Consigne:
Poursuivez le reportage sur la rue Jules Guesde, dans le quartier de Wazemmes à Lille, en reprenant juste après sa dernière phrase.

Document:
|---|
« Il n’y a pas vraiment d’insécurité ici. Les zouaves, on les voit dans le jardin plus loin. Ils me disent de ne pas nettoyer sous les souches d’arbres où ils cachent leurs sachets de drogue. Alors j’y touche pas. » Patrick a 49 ans et il est éboueur dans le quartier de Wazemmes de Lille. Vêtu de son uniforme vert, le balai à la main, il ramasse les déchets qui jonchent le parc. Et raconte volontiers ce qu’il voit en arpentant chaque jour depuis quatorze ans la longue rue Jules Guesde.

Ce qui l’excède ce ne sont pas les petits trafics qui se déroulent sous ses yeux. Il précise d’emblée que ces trafiquants ne sont pas de « gros bonnets de la drogue ». Les incivilités du quotidien rendent, elles, sa tâche pénible. « On nettoie tous les jours, et c’est tout de suite sale. Les gens ne respectent rien. Et encore en été, ça va, y’a moins de monde. » Des papiers volètent tout autour de lui. Il ajoute que l’équipe de nettoyage des déjections canines est aux abonnés absents. Tous les efforts de la municipalité sont concentrés sur le Vieux Lille, vitrine de la ville.

Cette différence de traitement, Rachid, 39 ans, commerçant, la ressent. Assis devant Le Palais des épices, un magasin de produits orientaux, entouré de ses amis, il déclare sans ambages qu’il « se sent opprimé. On catalogue les gens qui ont grandi ici ». Lorsqu’on le questionne sur la mixité sociale qui tendrait à se développer rue Jules Guesde, il considère que ce ne sont que des chimères. Les gens qui ne sont pas du quartier « ne peuvent pas s’installer ici, comme nous on ne peut pas aller dans le Vieux Lille ». Remonté, il s’élève contre le délabrement des rues et les mauvaises finitions des pavés dans lesquels l’eau de pluie s’infiltre. Pour illustrer son propos, il se lève de sa chaise et désigne la rue pentue, délavée, où l’absence de joint est visible. Ce sentiment d’abandon est prégnant dans une rue où les guirlandes électriques de Noël n’ont toujours pas été décrochées.

Signes de la présence d’une population immigrée, les antennes paraboliques s’affichent aux fenêtres et la musique orientale s’échappe des radios des maisons ou des voitures. Au carrefour, deux femmes voilées discutent. L’une d’elles, Fouzia, toute de marron vêtue, réside à Wazemmes depuis 36 ans. Et ne changerait de quartier pour rien au monde. Elle raconte comment la rue, en période de Ramadan par exemple, lui rappelle son Maroc natal. « C’est formidable. On se croit chez nous, je ne me sens pas isolée. C’est dans les endroits où il n’y a pas de communauté maghrébine que je me sens étrangère. »
|---|
Données fournies:

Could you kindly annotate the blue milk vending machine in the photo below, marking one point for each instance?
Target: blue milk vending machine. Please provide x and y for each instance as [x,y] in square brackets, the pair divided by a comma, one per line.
|---|
Résultat:
Lauren, 29 ans, apprécie ce brassage des cultures. La jeune femme symbolise ces « bobos » qui arrivent à Wazemmes. Juchée sur son vélo, Lauren, chargée de production pour une compagnie de théâtre, n’a eu aucune appréhension à déménager ici. Installée depuis février dans ce quartier, elle aime « cette ambiance sympa, il y a toujours du monde dans la rue, c’est convivial. Les jours de marché, c’est quand même un peu le bordel. » Comme Fouzia, elle a l’impression de vivre dans un pays du Sud où les gens discutent à ciel ouvert.

C’est cette sociabilité qu’on met en avant à la mairie de quartier. Betty Navarre, secrétaire à la politique de la ville de la mairie du quartier de Wazemmes, à une encablure de la rue, explique les initiatives mises en place « pour créer du lien social entre les habitants ». Elle énumère avec un peu d’hésitation les projets déjà mis en place. « Nous avons crée un café citoyen par exemple. » Elle tient à souligner que le quartier n’abrite pas que « des cas sociaux. La population est hétérogène, le quartier est juvénile, il y a des étudiants. » Elle conclut en disant que la réputation dangereuse de la rue Jules Guesde et plus globalement celle du quartier relève du pur fantasme.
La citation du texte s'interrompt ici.